Normally, Brent and WTI trade within a few dollars of each other. But when global shipping routes get messed up? That gap blows wide open.
That $9 gap doesn't sound like much on paper. But in oil markets, where hundreds of millions of barrels trade daily, that spread is enormous. At its peak in early April, the gap hit roughly $15 per barrel. Normally it sits around $3-5.
05Why Oil Prices Are Going Crazy Right Now
Two words: Strait of Hormuz.
Here's the short version: the US and Israel launched airstrikes against Iran in late February 2026. Iran retaliated by effectively shutting down the Strait of Hormuz, the narrow waterway between Iran and Oman where a massive chunk of the world's oil flows through every single day.
When that strait closes, oil from Saudi Arabia, Iraq, the UAE, Qatar, and Kuwait gets stuck. These are some of the biggest producers on the planet, and they suddenly can't get their product to market. The result is the largest oil supply shock in the history of the oil market.
Timeline of the Price Chaos
06Why Brent Is So Much Higher Than WTI
The gap tells you exactly where the pain is concentrated.
Remember the structural difference? Brent reflects global seaborne oil markets. WTI reflects the American domestic market. When the Strait of Hormuz gets shut, here's what happens:
Brent rockets upward because the oil that normally flows through the strait (headed to Asia, Europe, and beyond) is suddenly gone. Shipping costs spike. Insurance premiums go through the roof. Asian buyers, who absorb the biggest share of Middle Eastern oil, start scrambling for alternatives. All of that gets priced into Brent.
WTI rises too, but not as fast. The US is the world's largest oil producer and has been ramping up shale output. The government started releasing oil from the Strategic Petroleum Reserve in March. US inventories are above average. So while WTI is definitely elevated by the global panic, it's got a buffer that Brent doesn't have.
The Brent-WTI spread is basically a real-time stress meter for global energy security. When it widens, it means the world outside America is hurting more than the US domestic market. The EIA forecasted this spread could peak at $15/barrel in April 2026, and it got close to that.
********************
§ The task: Continue the text on the Brent-WTI price gap, starting after its final sentence. The data that follows was taken from a separate source.

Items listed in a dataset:
********************
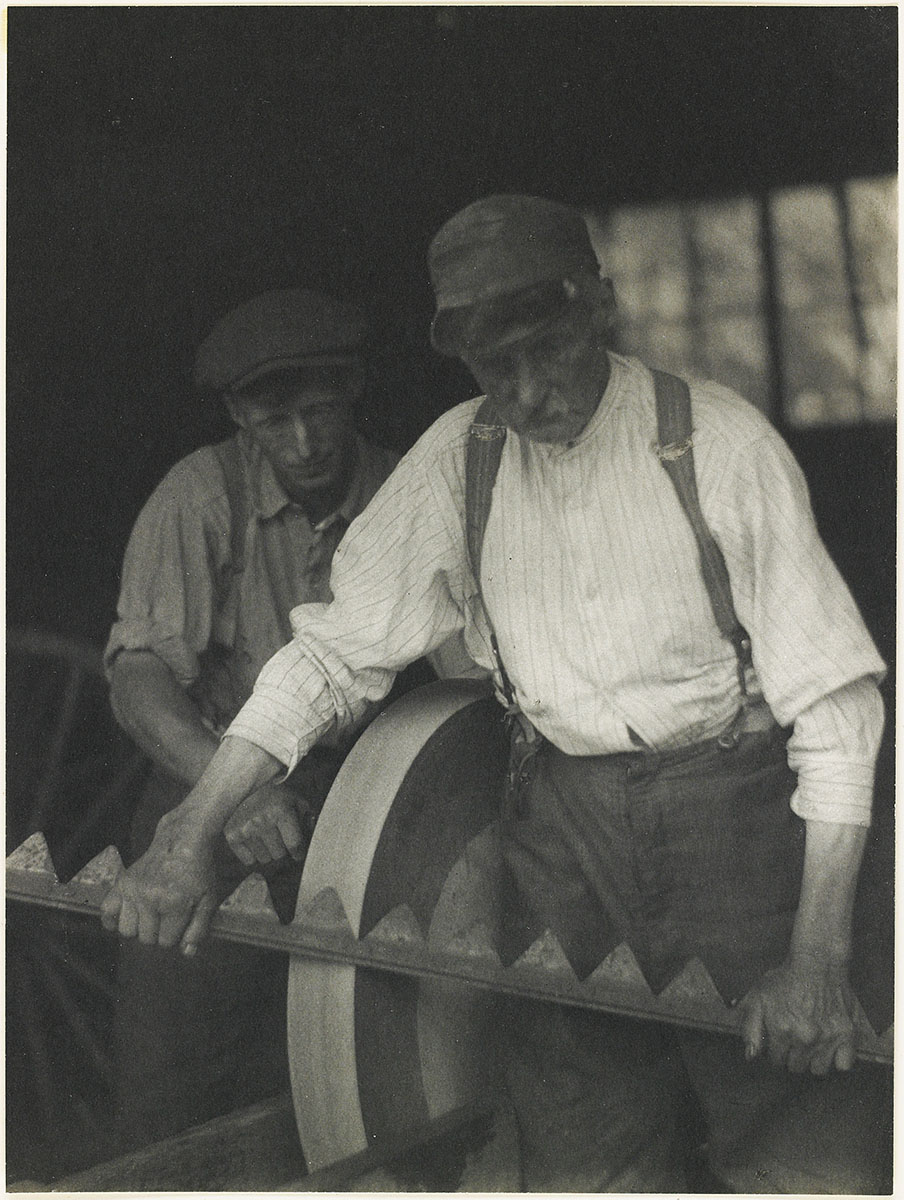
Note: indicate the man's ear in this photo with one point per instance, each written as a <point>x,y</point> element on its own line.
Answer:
<point>609,300</point>
<point>235,409</point>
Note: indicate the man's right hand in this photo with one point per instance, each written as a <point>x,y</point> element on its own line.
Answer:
<point>265,827</point>
<point>168,895</point>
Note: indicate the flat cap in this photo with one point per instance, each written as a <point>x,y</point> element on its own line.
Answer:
<point>276,329</point>
<point>502,245</point>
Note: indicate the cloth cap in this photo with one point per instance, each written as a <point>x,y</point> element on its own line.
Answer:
<point>274,330</point>
<point>501,246</point>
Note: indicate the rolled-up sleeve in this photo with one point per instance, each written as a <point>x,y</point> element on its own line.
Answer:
<point>815,660</point>
<point>172,562</point>
<point>833,749</point>
<point>399,585</point>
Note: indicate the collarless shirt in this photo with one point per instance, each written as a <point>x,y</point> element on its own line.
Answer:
<point>213,601</point>
<point>591,577</point>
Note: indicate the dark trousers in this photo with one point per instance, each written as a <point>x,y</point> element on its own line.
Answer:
<point>197,1038</point>
<point>690,853</point>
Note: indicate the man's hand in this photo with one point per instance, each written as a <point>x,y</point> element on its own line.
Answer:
<point>265,827</point>
<point>802,1014</point>
<point>168,895</point>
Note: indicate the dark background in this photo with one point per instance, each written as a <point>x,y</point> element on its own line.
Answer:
<point>168,162</point>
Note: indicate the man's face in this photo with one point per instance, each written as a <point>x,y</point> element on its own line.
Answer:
<point>305,430</point>
<point>548,384</point>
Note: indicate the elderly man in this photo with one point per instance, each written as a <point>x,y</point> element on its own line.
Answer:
<point>233,538</point>
<point>693,748</point>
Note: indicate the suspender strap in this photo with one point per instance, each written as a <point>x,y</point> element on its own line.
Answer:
<point>675,450</point>
<point>229,459</point>
<point>486,439</point>
<point>676,454</point>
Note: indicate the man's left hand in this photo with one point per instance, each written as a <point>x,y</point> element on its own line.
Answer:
<point>802,1014</point>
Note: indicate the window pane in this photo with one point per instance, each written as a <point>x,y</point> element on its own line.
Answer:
<point>688,285</point>
<point>838,360</point>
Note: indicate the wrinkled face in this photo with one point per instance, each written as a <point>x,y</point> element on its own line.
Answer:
<point>305,429</point>
<point>548,384</point>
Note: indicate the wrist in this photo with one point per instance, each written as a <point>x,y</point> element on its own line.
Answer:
<point>833,954</point>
********************
§ Expected answer:
Asia is getting hit hardest. Countries like Japan, South Korea, India, and China depend heavily on Middle Eastern crude flowing through Hormuz. They're now competing for alternative supply from Russia, West Africa, and the Americas, which drives prices up everywhere.
07Why Should You Care?
Oil touches everything. Literally everything.
When oil prices spike, the effects ripple across the entire economy. It's not just about paying more at the pump. Oil is baked into the cost of manufacturing, shipping, food production, plastics, pharmaceuticals, and construction materials. A sustained oil shock raises costs across the board, which is exactly what central banks don't want when they're already wrestling with inflation.
For consumers, the most visible effect is higher fuel prices. US retail gasoline has been running close to $4.30/gallon at its peak in April, while diesel has touched $5.80/gallon. In countries more exposed to the Hormuz disruption, the impact is even steeper.
For investors, oil price spikes create winners (energy companies, Gulf state sovereign wealth funds) and losers (airlines, logistics firms, energy-importing nations). The Brent-WTI spread also creates arbitrage opportunities for traders who can move physical barrels between regions.
The key question going forward: does the Strait of Hormuz actually reopen? The EIA's base case is that traffic gradually resumes and Brent falls below $90 by Q4 2026. But if the conflict drags on, prices could push back toward $115+. The spread between Brent and WTI will be the first indicator to watch.